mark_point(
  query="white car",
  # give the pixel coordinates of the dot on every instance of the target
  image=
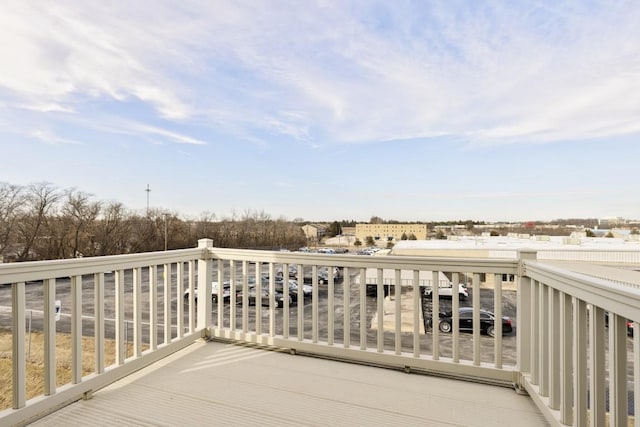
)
(445, 291)
(226, 292)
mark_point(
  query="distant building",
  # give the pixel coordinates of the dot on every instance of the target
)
(314, 232)
(383, 233)
(610, 222)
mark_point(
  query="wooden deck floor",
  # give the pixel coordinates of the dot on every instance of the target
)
(213, 383)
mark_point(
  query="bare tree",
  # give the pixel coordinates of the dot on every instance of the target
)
(11, 199)
(80, 214)
(40, 199)
(112, 232)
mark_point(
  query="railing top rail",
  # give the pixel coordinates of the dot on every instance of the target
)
(611, 296)
(479, 265)
(39, 270)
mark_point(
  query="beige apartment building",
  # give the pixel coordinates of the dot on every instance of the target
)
(383, 233)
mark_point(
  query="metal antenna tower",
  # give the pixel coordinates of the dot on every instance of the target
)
(148, 190)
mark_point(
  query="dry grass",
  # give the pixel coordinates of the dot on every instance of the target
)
(35, 363)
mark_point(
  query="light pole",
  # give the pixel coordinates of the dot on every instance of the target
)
(165, 231)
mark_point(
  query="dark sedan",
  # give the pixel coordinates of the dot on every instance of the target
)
(252, 296)
(487, 321)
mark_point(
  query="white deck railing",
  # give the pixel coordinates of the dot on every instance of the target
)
(556, 352)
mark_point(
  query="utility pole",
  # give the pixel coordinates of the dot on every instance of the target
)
(148, 190)
(165, 231)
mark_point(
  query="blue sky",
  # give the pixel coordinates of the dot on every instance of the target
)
(324, 110)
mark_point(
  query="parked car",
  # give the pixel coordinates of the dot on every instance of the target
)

Problem to solve:
Transcribe the whole listing exactly. Pictures stay out of your copy.

Solution to this exercise:
mark_point(
  query="white car",
  # give the pixel coordinates of the dot on every instance of the target
  image=
)
(445, 291)
(226, 292)
mark_point(
  query="distant building",
  # give the pixel coordinates of the dot on every instance of the target
)
(314, 232)
(383, 233)
(610, 222)
mark_point(
  query="wooden deck floor",
  # give the pixel coordinates of the dot on every instance of the target
)
(213, 383)
mark_point(
  query="bare tree",
  # give the pixel coordinates of the dot on every instance of the target
)
(11, 199)
(80, 214)
(40, 199)
(112, 232)
mark_point(
  query="railing top rail",
  # give the pixel coordinates of the dot on every instance of the target
)
(611, 296)
(479, 265)
(39, 270)
mark_point(
  query="beige apartment building",
  # give the pixel coordinates of the dot on every instance of the target
)
(383, 233)
mark_point(
  query="metal antenna tower",
  # give the pixel coordinates of the dot on every instance of the target
)
(148, 190)
mark_point(
  query="dry grass",
  # give the pixel coordinates of the dot on every instance of the target
)
(35, 363)
mark_point(
  query="light pole",
  # give the pixel coordinates of the dot on every instance of the target
)
(165, 231)
mark_point(
  query="dark sedan",
  # give the pixel coordinates of the dot on every instance of the target
)
(252, 296)
(487, 321)
mark_point(
  query="white deck railing",
  # give the pixel coordinates of the dot on every instance of the target
)
(556, 352)
mark_point(
  query="utility pole",
  # give the pixel coordinates of the dot on every instance of the target
)
(148, 190)
(165, 231)
mark_point(
  query="blue sky",
  # give the pixel coordinates of the dot on every instance of the target
)
(324, 110)
mark_point(
  query="parked car",
  # give the pixel coordinates of the dot on every instance of the target
)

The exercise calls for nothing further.